Texto para leitura
____

Seria bem de acordo com a valorização na obra de
Lucas da Igreja Doméstica, a Igreja que se
reunia nas casas, como tantas Igrejas vivas de
hoje.
De repente,
no caminho surge Jesus, sem que seja
reconhecido. Com isso, Lucas quer dizer que o
Ressuscitado não é um defunto que voltou a viver
– mas, tem uma nova maneira de ser, um corpo
glorificado. É importante notar como Jesus se
comporta, através dos verbos que Lucas usa. Ele
“aproximou-se”, “caminhou com eles” e
“perguntou”. Ele não veio “dando de dedo”, nem
dando explicações bíblicas. Ele criou um
ambiente de fraternidade onde fosse possível
explicar tanto a vida como a Bíblia! Quantas
vezes isso falta em nossos grupos, nossas
comunidades - não nos aproximamos uns aos
outros, mantemos distância! Não caminhamos
juntos, queremos dar soluções sem conhecer a
realidade dos nossos irmãos e irmãs! Por isso
mesmo, muitas vezes não têm efeito as nossas
reuniões, os nossos encontros bíblicos.

____

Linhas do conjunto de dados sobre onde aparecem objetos
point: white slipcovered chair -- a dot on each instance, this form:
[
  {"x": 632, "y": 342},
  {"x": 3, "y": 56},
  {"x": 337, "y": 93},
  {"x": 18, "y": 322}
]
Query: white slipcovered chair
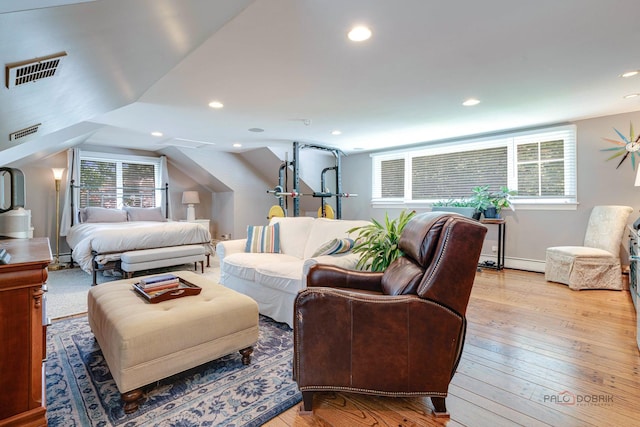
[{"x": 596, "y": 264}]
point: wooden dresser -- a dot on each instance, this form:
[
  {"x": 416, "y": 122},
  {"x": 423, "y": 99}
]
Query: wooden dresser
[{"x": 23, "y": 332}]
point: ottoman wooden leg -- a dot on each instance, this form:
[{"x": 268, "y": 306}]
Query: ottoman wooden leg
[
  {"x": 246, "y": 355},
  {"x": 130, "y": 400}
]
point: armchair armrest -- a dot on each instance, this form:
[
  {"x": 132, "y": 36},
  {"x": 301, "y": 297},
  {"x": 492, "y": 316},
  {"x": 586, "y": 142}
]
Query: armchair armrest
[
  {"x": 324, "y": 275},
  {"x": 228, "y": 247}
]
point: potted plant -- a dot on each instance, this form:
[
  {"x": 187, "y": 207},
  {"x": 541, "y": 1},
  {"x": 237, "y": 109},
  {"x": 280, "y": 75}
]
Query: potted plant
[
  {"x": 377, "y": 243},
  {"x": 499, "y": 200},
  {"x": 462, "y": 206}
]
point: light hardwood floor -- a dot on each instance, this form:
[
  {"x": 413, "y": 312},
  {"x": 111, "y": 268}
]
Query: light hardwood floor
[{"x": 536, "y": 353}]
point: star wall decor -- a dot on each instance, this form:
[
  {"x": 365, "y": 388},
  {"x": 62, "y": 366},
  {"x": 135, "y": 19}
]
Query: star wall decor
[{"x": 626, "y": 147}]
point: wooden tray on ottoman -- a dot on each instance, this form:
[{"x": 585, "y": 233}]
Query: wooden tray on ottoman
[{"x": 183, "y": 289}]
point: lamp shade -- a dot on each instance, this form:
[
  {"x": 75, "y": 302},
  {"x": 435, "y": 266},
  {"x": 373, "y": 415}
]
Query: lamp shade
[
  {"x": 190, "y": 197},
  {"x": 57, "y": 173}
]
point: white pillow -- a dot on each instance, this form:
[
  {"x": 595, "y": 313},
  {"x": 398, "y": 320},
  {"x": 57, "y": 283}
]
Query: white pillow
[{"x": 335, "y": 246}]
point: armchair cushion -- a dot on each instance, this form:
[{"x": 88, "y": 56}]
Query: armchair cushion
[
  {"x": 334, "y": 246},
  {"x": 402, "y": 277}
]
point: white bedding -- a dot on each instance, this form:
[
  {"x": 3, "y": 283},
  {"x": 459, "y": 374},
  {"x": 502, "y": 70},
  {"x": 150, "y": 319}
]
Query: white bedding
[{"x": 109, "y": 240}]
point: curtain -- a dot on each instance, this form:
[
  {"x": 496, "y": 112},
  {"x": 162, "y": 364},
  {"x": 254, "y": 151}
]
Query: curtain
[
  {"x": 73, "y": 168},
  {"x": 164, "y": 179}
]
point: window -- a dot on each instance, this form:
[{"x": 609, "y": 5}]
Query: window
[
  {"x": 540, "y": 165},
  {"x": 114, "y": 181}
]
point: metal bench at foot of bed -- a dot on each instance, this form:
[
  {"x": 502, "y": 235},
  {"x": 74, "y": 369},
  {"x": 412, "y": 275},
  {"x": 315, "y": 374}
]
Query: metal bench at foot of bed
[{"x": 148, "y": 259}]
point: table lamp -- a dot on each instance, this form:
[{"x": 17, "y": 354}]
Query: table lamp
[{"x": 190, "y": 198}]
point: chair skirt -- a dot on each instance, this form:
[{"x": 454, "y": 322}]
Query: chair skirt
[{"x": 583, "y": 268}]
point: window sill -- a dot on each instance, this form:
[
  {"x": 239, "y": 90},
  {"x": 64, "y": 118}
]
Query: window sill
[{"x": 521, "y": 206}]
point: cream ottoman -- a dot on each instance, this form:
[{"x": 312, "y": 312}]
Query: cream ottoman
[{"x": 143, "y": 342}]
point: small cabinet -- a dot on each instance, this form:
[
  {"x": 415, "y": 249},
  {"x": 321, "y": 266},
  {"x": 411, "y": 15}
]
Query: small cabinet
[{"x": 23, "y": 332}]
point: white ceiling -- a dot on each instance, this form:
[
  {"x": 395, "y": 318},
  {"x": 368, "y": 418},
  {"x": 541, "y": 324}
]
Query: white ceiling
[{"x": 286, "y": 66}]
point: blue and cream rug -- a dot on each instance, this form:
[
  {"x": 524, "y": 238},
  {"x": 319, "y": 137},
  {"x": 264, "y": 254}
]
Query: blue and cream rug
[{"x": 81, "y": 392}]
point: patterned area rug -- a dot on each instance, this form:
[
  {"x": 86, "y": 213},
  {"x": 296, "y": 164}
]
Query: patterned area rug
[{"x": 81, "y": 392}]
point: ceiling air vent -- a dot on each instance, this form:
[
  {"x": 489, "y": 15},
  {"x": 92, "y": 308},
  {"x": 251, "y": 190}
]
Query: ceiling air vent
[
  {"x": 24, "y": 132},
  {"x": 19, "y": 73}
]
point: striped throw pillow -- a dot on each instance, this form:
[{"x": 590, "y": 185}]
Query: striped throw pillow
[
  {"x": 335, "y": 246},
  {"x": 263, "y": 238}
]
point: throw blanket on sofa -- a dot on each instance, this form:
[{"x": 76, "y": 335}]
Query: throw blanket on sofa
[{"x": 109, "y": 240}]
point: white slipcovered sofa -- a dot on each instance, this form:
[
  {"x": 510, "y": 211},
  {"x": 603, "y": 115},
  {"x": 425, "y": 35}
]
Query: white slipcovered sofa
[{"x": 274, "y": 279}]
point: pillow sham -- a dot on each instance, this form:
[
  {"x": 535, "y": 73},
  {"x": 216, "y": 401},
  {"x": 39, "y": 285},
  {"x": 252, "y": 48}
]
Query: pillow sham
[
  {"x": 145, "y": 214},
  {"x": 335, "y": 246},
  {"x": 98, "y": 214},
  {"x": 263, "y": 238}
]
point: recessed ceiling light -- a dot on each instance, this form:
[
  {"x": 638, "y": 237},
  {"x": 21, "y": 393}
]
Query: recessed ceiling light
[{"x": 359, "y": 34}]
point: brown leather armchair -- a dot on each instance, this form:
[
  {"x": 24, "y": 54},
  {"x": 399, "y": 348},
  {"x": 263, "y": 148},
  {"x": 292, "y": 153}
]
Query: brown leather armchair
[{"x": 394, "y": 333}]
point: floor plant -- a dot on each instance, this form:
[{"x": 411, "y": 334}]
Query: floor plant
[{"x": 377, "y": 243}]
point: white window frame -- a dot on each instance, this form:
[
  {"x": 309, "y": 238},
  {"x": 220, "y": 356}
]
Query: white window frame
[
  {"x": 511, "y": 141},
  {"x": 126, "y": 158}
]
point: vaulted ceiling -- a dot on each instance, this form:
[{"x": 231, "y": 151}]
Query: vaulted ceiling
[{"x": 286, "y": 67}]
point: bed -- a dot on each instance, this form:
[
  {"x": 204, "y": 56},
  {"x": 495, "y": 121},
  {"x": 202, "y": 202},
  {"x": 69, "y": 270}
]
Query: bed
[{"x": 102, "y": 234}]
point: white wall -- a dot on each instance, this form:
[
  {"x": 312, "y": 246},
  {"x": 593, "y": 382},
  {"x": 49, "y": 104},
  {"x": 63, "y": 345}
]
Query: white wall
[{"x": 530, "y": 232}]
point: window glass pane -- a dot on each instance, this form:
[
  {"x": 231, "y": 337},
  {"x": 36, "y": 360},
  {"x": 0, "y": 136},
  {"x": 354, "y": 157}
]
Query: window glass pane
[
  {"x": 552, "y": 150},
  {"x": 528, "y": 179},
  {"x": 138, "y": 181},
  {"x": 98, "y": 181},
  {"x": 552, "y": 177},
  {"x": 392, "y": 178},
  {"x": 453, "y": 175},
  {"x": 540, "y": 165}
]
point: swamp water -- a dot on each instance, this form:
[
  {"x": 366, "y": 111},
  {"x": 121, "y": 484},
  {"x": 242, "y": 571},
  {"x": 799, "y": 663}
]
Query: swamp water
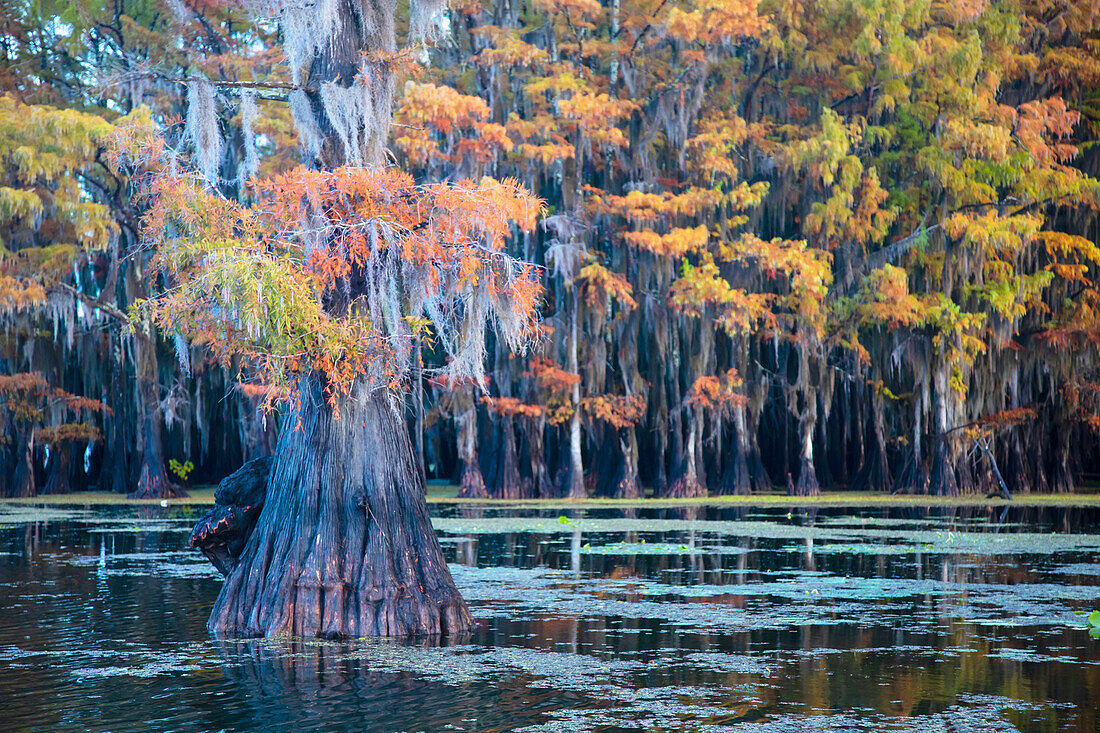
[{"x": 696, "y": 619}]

____

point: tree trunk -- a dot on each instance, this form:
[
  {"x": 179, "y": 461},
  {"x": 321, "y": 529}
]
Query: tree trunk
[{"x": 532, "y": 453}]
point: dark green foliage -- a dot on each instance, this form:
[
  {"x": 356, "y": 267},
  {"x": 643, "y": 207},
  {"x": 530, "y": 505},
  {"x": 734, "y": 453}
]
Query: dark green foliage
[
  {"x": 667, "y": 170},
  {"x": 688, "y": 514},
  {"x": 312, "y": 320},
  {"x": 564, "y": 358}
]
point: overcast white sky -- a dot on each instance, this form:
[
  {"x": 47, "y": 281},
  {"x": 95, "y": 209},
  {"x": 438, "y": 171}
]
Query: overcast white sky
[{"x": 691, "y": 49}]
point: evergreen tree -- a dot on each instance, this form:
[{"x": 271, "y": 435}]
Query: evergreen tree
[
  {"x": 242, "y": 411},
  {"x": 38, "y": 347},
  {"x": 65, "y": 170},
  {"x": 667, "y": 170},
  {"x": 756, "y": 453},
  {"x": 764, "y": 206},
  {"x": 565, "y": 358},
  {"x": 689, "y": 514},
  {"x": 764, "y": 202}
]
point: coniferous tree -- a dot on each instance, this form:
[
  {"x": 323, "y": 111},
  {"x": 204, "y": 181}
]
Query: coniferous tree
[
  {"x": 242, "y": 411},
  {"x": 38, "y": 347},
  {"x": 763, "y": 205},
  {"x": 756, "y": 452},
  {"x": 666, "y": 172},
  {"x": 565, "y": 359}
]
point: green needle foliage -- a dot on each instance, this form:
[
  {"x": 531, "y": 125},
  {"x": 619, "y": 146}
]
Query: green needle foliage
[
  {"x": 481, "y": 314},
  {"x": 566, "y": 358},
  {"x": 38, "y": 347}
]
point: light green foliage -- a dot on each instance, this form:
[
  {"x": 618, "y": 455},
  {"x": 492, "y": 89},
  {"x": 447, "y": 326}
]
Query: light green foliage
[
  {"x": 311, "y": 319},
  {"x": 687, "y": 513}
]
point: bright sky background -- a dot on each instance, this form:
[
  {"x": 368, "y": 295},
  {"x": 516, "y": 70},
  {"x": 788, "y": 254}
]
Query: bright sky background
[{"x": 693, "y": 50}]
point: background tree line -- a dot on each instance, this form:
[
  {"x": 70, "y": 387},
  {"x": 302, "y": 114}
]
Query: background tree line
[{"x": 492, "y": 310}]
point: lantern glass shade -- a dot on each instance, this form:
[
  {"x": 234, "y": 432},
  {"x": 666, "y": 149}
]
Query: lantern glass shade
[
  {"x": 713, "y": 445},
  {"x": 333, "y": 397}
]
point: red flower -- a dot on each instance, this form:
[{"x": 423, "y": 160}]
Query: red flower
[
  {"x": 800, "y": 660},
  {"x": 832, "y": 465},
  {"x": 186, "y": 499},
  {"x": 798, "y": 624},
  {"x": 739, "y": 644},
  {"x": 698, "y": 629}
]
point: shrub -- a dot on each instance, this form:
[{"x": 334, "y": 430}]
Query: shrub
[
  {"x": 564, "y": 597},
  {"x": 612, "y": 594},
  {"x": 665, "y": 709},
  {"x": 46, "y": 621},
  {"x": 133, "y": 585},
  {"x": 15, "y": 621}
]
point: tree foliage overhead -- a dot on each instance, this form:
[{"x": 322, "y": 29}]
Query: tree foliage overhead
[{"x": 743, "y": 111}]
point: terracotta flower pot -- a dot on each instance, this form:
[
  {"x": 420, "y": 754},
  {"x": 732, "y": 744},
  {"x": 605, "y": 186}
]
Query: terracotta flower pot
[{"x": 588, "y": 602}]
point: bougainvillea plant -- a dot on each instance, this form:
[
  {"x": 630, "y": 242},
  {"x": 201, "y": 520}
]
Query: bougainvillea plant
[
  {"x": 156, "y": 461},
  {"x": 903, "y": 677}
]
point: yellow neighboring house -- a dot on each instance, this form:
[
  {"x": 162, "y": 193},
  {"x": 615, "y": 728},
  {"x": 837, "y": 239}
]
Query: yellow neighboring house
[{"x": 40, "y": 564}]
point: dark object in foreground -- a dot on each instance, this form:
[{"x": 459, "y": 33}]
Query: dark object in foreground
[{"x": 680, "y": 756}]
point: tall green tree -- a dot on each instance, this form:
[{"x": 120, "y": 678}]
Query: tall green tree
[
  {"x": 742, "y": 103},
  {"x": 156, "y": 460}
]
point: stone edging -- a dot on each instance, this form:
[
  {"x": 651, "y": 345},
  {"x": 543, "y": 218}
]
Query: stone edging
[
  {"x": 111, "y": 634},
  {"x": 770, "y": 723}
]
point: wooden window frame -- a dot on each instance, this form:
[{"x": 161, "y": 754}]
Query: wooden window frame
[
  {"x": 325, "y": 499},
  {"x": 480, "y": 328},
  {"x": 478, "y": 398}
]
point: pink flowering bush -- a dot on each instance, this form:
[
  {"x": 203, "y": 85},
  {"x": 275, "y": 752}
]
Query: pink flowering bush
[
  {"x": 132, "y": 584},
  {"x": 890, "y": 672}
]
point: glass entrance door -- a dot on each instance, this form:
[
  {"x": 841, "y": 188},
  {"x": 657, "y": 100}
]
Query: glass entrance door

____

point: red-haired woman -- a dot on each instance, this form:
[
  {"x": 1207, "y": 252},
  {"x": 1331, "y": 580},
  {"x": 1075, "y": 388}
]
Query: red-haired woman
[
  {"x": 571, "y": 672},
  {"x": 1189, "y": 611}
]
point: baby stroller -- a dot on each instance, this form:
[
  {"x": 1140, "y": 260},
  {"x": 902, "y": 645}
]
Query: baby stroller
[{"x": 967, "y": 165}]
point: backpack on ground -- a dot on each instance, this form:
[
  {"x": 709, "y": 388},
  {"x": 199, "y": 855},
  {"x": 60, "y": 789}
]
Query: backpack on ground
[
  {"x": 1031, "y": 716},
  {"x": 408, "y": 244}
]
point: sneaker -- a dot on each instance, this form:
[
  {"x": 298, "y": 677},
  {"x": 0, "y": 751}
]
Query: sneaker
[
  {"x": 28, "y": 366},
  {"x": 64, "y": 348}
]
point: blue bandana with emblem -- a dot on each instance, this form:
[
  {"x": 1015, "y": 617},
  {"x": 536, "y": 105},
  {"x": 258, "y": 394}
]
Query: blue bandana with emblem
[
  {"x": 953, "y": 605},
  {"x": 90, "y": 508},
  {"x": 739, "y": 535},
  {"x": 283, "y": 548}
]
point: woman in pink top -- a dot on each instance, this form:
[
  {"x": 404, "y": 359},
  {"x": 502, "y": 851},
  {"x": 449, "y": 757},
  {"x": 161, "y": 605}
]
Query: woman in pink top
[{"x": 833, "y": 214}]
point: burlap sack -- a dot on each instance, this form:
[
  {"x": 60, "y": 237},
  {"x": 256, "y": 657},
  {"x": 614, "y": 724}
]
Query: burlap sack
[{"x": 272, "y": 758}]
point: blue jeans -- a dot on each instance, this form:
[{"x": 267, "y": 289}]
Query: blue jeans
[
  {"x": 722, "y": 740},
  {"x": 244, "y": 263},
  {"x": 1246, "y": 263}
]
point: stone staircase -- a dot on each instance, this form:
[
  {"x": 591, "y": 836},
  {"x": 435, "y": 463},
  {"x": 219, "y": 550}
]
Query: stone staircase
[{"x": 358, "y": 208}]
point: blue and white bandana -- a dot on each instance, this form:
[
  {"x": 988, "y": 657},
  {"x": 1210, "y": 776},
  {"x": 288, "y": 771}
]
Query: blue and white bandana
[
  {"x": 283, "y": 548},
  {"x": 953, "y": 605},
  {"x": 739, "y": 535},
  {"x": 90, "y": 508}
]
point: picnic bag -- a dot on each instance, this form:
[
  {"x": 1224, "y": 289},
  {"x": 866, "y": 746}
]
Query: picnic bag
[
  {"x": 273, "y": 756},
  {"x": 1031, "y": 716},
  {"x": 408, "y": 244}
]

____

Instruções da tarefa
Você pode reproduzir integralmente o texto sobre Jesus ressuscitado no caminho, sem mudar nada?

Resposta escrita
Seria bem de acordo com a valorização na obra de
Lucas da Igreja Doméstica, a Igreja que se
reunia nas casas, como tantas Igrejas vivas de
hoje.
De repente,
no caminho surge Jesus, sem que seja
reconhecido. Com isso, Lucas quer dizer que o
Ressuscitado não é um defunto que voltou a viver
– mas, tem uma nova maneira de ser, um corpo
glorificado. É importante notar como Jesus se
comporta, através dos verbos que Lucas usa. Ele
“aproximou-se”, “caminhou com eles” e
“perguntou”. Ele não veio “dando de dedo”, nem
dando explicações bíblicas. Ele criou um
ambiente de fraternidade onde fosse possível
explicar tanto a vida como a Bíblia! Quantas
vezes isso falta em nossos grupos, nossas
comunidades - não nos aproximamos uns aos
outros, mantemos distância! Não caminhamos
juntos, queremos dar soluções sem conhecer a
realidade dos nossos irmãos e irmãs! Por isso
mesmo, muitas vezes não têm efeito as nossas
reuniões, os nossos encontros bíblicos.